### Problem details
Exclude every picture and return the remaining entries below verbatim.

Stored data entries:
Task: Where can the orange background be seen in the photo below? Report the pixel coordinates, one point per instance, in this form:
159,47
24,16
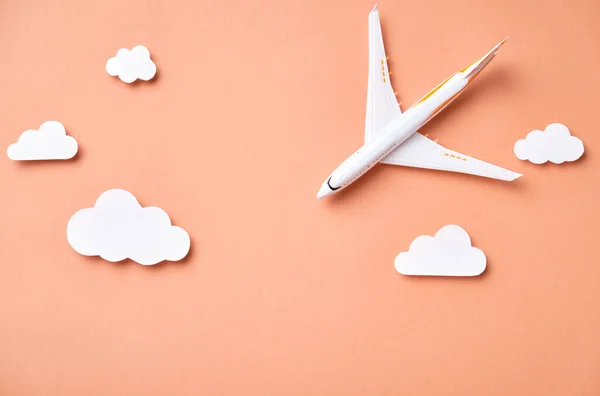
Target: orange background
255,103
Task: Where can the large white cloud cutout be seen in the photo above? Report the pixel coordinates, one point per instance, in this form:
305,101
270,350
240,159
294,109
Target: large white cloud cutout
448,253
117,227
50,142
554,144
129,65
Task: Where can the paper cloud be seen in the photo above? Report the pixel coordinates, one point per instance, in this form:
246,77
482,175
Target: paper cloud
50,142
129,65
448,253
117,227
555,144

### Response to this exercise
Task: Where can the orange background be seen in the photo below? Report the pixel coordinates, one point per instance, in this form:
159,47
24,16
Target: orange background
255,103
Task: Where can the large white cloud cutout be seen in the photo above? Report the pixel coordinates, one point per instance, in this form:
305,101
270,350
240,159
294,109
Target: large white cloud cutout
448,253
117,227
50,142
554,144
129,65
Task: Where can the paper cloud be seen in the photo above? Report the pixel coordinates, one point per instance, in this form:
246,77
482,175
Target: paper cloud
50,142
129,65
448,253
117,227
555,144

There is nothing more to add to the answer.